◆ What you are asked to do: Reproduce all of the following data line for line, with no changes.

── Raw records ──

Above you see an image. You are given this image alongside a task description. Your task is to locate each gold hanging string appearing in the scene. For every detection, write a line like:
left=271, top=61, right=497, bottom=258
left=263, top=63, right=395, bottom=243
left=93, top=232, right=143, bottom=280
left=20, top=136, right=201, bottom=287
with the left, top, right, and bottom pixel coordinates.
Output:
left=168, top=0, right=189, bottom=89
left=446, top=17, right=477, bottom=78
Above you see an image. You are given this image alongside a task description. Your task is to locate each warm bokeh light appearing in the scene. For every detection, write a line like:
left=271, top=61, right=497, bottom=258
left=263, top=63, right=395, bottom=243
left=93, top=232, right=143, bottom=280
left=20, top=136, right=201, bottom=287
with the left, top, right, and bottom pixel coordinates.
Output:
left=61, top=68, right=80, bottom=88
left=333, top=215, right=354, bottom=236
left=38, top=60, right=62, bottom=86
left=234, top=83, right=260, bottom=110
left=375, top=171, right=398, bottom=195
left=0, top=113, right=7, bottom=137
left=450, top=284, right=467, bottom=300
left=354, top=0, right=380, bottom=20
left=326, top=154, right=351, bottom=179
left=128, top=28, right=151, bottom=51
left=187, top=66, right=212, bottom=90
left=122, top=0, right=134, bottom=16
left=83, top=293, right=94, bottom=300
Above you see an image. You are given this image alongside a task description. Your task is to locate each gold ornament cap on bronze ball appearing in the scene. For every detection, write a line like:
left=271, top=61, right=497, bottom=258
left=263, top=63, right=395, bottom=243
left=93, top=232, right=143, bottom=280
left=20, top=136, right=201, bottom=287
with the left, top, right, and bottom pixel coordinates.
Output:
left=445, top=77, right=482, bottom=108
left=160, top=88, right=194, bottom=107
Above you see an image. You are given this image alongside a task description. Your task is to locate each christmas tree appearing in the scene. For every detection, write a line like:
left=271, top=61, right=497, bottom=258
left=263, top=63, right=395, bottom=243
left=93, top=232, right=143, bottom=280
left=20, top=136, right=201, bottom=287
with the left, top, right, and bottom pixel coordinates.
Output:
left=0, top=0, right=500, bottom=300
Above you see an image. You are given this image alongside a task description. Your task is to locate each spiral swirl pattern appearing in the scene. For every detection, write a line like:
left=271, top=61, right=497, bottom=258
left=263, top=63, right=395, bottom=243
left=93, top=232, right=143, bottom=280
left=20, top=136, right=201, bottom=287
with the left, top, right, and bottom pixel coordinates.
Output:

───

◆ Reply:
Above you see an image. You are given this image alongside a task description. Your task is to locate each gold hanging string appearing in the scene. For every detection, write a line like:
left=271, top=61, right=497, bottom=258
left=263, top=63, right=395, bottom=243
left=93, top=232, right=143, bottom=280
left=20, top=136, right=201, bottom=287
with the left, top, right, and bottom pixel coordinates.
Output:
left=168, top=0, right=189, bottom=89
left=446, top=17, right=477, bottom=78
Above you see an image. You are given this image alongside a task description. Your task is to locate each warm bokeh light appearing in the scene. For every detection, write a line like:
left=271, top=61, right=497, bottom=258
left=263, top=63, right=395, bottom=243
left=93, top=232, right=143, bottom=280
left=20, top=136, right=201, bottom=287
with the left, top, right, and bottom pixel coordinates.
Output:
left=61, top=68, right=80, bottom=88
left=333, top=215, right=354, bottom=236
left=38, top=60, right=62, bottom=86
left=234, top=83, right=260, bottom=110
left=375, top=171, right=398, bottom=195
left=0, top=113, right=7, bottom=137
left=450, top=284, right=467, bottom=300
left=354, top=0, right=380, bottom=20
left=326, top=154, right=351, bottom=179
left=128, top=28, right=151, bottom=51
left=187, top=66, right=212, bottom=90
left=122, top=0, right=134, bottom=16
left=83, top=293, right=94, bottom=300
Above you see an image. You are given this image alongside a task description. Your task is to locate each gold ornament cap on bronze ball appearing in the scene. For every detection, write a line like:
left=271, top=61, right=497, bottom=258
left=263, top=63, right=395, bottom=243
left=93, top=232, right=143, bottom=280
left=20, top=136, right=201, bottom=287
with the left, top, right, and bottom pixel coordinates.
Output:
left=445, top=77, right=482, bottom=108
left=160, top=88, right=194, bottom=107
Above you see an image. You are given this image alongside a task description. Your task is to locate each christmas tree appearing in the scene. For every detection, write a line like:
left=271, top=61, right=497, bottom=258
left=263, top=63, right=395, bottom=243
left=93, top=232, right=143, bottom=280
left=20, top=136, right=201, bottom=287
with the left, top, right, and bottom pixel coordinates.
Output:
left=0, top=0, right=500, bottom=300
Above you see an image. You are given this image alongside a task description. Your task is to locate each spiral swirl pattern appearing in the scene. For every detection, write a line like:
left=271, top=61, right=497, bottom=258
left=263, top=63, right=395, bottom=243
left=93, top=232, right=143, bottom=280
left=20, top=136, right=201, bottom=287
with the left, top, right, and bottom pixel coordinates.
Output:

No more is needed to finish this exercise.